Locate every line in the entries below that contains the string "uniform", and copy each of those lines. Matches must agree in case.

SUPPLIED RECORDS:
^^^^^^^^

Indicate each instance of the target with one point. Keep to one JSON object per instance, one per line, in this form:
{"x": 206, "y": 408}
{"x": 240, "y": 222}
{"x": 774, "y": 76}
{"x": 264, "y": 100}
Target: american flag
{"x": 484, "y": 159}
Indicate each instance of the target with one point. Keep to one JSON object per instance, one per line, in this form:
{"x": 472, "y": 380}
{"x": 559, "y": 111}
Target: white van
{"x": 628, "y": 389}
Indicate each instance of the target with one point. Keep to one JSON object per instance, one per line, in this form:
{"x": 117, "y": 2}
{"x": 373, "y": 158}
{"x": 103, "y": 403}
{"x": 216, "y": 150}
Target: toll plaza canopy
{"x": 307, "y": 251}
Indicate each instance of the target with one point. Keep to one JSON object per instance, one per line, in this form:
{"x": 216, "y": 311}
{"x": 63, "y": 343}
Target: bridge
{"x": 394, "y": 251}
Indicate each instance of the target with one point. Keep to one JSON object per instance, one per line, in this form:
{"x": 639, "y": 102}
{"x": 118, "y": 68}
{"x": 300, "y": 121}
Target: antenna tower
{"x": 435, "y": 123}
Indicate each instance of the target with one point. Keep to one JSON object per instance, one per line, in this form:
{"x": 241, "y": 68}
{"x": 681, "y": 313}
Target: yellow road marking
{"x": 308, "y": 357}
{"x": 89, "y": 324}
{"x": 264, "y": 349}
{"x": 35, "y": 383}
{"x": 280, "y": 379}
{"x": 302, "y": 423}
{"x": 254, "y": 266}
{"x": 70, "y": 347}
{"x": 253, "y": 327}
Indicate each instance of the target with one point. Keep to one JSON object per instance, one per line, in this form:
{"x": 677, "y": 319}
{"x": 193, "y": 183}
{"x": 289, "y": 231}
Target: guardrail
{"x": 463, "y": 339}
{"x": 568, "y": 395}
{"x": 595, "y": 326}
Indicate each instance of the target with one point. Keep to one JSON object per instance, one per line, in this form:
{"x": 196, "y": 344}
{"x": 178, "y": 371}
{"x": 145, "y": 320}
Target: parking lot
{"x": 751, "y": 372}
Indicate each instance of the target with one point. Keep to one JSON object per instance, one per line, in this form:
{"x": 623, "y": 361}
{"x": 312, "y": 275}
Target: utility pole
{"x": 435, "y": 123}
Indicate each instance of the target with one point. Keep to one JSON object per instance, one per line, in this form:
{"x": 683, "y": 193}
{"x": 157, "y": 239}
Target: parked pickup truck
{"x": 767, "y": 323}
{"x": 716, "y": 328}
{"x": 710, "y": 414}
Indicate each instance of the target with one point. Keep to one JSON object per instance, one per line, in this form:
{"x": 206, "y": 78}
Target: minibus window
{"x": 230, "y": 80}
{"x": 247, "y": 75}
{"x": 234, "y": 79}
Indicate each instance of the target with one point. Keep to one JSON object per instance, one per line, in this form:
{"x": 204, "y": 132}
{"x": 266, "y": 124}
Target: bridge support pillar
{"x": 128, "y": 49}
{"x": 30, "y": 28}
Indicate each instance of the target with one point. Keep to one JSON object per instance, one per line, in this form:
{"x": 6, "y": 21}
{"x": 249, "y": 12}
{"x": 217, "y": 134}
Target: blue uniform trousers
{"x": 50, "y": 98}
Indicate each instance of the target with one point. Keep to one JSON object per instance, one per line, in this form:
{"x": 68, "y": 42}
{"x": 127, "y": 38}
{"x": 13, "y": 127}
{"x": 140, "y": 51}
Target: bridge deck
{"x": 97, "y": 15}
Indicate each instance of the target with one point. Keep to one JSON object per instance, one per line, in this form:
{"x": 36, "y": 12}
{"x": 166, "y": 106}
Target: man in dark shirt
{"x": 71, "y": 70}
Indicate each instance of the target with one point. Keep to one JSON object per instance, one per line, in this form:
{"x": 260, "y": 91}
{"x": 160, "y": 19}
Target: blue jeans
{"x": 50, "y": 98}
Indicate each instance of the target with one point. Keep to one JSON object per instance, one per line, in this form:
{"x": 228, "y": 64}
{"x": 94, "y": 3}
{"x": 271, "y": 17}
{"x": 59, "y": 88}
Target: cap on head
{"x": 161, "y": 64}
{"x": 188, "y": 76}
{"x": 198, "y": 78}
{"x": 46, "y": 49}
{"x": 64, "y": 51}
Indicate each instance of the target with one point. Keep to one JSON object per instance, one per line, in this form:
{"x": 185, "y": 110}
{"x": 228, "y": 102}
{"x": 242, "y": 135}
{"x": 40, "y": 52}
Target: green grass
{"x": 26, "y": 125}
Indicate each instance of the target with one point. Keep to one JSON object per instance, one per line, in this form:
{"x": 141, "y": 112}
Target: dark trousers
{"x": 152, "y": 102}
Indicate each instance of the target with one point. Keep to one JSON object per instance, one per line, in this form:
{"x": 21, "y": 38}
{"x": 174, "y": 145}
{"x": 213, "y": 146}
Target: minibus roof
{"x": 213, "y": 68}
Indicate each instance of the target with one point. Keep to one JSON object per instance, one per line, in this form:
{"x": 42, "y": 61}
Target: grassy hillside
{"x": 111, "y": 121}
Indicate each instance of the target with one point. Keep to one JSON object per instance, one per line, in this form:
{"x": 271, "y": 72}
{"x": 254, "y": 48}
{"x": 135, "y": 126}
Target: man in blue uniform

^^^^^^^^

RESULT OF THE TASK:
Target: blue uniform trousers
Target: man in blue uniform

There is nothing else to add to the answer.